▶ [Задание]
Установите, согласуются ли с фрагментом о Платоне следующие утверждения: (а) Главкон возражает Сократу; (б) законодатель, обращаясь к свободным людям, должен убеждать, а не требовать; (в) распущенный человек в итоге может выйти в плюс. На каждое ответьте «да» или «нет» и дословно приведите решающие слова текста.

Итак, Платон выделяет как минимум два вида «ложных» удовольствий: одни реальны, но с примесью страдания, которая делает переживания более интенсивными; другие – это вовсе не удовольствия, а покой.
От печали до радости
Конечно, Платон прекрасно знал, что во многих случаях покой бывает приятен.
«Люди, когда у них горе, мечтают не о радостях, как о высшем удовольствии, а о том, чтобы не было горя и наступил покой», – говорит Сократ в «Государстве» (583с). Его собеседник Главкон с готовностью соглашается. Когда человек выздоравливает, для него нет ничего приятнее, чем быть здоровым, хотя до болезни он не замечал, насколько это приятно. После болезни все бывают мудрецами и аскетами.
Но зачем Платон тратит такие усилия, чтобы доказать, что спокойная жизнь «на самом деле»не приятна? Здесь явно несколько нестыковок. Во-первых, даже если это верно с точки зрения определенной языковой логики, мнимое удовольствие от покоя никому не мешает: оно не связано ни с ни с пороком, ни с ущербом для общества. Во-вторых, если здесь и сейчас человеку покой кажется приятным, совершенно непонятно, как можно убедить его в обратном. Людям обычно не требуется консультация философов, чтобы понять, что они чувствуют.
Параллельное рассуждение в «Законах» наводит на мысль, что вопрос об удовольствии ставится, если можно так сказать, в конституционном масштабе. Законодатель, как утверждает Платон, должен учитывать человеческую природу (ту же мысль мы видели и у Аристотеля в «Протрептике»: простой комбинаторикой уже существующего ничего не добьешься). «Мы обращаемся к людям, а не к богам» (733а), а люди выбирают приятное. В «Никомаховой этике» Аристотель говорит о том же: осуждение всякого удовольствия противоречит тому, что люди видят, и это рождает недоверие к философии (1172b). И презрение к законам, добавил бы Платон.
Иными словами, философ признает тот факт, что человек так или иначе стремится к удовольствию. «Нам хотелось бы поменьше страданий в соединении с бóльшим удовольствием; меньшее же удовольствие, сопряженное с большой скорбью, для нас нежеланно» (733b). Это настолько очевидно, что законодатель, если он хочет, чтобы люди жили рассудительно, должен показать, что в добродетельной жизни сальдо между удовольствиями и страданиями всегда будет положительным, даже если сами удовольствия будут менее интенсивными, чем у людей порочных (734c-d).
Арифметику Платона в этом месте можно изобразить примерно так (рис. 1). У философа удовольствия не такие сильные и многочисленные, но их всегда будет больше, чем страданий. Это возможно потому, что, помимо необходимых телесных удовольствий, ему доступно некоторое количество чистых удовольствий. Человек распущенный, напротив, может в лучшем случае рассчитывать на то, чтобы свести «дебет» с «кредитом», но в плюс он не выйдет.
Обращаясь к свободным людям, а не рабам, законодатель должен убеждать, а не требовать. Платон отводит место для таких увещеваний в преамбуле, имея в виду, что всякий здравомыслящий человек, ознакомившись с его аргументами, свободно изберет рассудительную жизнь. Речь идет о тех людях, которые естественно стремятся к приятному, но не понимают, что совершают ошибку в своих расчетах. Такие люди несправедливы «не по своей воле», то есть их заблуждение происходит не из испорченности, а, скорее, от невежества (731d). Поняв, что добродетельная жизнь будет более приятной, они изберут и то, что предписывает законодатель, и то, что предпочтительно для их собственной природы.

▶ [Предоставленный материал]
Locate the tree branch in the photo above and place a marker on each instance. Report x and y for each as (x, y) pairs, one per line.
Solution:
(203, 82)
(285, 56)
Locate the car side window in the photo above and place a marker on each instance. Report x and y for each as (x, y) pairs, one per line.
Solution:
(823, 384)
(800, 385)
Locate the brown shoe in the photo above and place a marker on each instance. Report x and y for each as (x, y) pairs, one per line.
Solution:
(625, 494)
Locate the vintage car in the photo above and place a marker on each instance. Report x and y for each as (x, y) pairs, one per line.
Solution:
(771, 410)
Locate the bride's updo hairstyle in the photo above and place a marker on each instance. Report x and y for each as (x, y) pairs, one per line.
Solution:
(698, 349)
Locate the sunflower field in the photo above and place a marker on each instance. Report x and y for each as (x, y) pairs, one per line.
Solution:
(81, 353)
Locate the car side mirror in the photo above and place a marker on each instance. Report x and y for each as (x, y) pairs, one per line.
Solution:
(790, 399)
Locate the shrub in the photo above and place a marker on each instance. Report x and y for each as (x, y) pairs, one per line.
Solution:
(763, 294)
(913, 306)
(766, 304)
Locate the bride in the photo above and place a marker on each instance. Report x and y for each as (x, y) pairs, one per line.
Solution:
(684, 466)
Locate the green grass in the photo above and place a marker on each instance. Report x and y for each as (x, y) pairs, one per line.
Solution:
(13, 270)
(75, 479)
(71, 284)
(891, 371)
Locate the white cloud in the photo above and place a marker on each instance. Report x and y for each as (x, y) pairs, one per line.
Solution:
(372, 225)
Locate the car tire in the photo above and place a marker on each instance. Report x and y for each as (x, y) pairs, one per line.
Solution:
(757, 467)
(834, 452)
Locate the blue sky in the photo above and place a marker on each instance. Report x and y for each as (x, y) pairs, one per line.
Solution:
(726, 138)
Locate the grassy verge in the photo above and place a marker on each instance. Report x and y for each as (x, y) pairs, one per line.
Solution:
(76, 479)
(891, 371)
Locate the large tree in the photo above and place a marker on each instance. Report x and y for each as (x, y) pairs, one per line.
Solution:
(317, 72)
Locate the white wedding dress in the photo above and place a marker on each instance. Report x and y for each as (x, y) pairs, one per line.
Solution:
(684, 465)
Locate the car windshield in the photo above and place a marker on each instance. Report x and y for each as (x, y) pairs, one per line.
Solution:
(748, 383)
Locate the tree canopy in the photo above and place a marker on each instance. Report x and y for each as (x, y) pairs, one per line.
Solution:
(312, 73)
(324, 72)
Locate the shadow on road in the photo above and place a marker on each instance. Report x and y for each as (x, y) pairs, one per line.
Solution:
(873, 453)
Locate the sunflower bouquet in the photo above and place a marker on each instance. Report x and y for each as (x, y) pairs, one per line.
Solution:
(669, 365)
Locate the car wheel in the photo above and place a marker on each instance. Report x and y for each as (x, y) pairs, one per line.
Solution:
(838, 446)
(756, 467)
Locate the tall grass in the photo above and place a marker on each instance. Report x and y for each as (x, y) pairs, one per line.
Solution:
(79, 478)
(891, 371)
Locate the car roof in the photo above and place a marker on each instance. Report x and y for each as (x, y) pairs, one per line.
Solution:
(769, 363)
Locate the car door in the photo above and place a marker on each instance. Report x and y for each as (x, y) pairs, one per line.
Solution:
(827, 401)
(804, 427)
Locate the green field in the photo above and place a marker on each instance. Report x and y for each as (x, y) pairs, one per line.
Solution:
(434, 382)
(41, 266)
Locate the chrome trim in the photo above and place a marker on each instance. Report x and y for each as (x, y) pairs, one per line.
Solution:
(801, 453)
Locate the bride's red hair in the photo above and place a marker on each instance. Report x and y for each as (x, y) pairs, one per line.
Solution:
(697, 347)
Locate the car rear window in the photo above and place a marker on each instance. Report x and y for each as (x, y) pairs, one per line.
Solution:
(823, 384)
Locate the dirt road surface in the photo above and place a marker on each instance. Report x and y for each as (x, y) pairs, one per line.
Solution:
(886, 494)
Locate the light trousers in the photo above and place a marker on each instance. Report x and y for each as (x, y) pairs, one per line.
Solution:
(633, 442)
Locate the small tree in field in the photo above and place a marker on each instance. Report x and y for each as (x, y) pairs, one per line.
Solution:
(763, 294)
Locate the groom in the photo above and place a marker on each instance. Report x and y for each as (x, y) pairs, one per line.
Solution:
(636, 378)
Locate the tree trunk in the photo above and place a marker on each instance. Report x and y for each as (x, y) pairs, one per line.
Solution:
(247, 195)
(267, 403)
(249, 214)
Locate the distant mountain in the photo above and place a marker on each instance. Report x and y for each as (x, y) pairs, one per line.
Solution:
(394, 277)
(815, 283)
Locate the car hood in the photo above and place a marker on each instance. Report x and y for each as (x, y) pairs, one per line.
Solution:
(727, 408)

▶ [Письменное решение]
(а) Нет: «Его собеседник Главкон с готовностью соглашается».
(б) Да: «Обращаясь к свободным людям, а не рабам, законодатель должен убеждать, а не требовать».
(в) Нет: «но в плюс он не выйдет».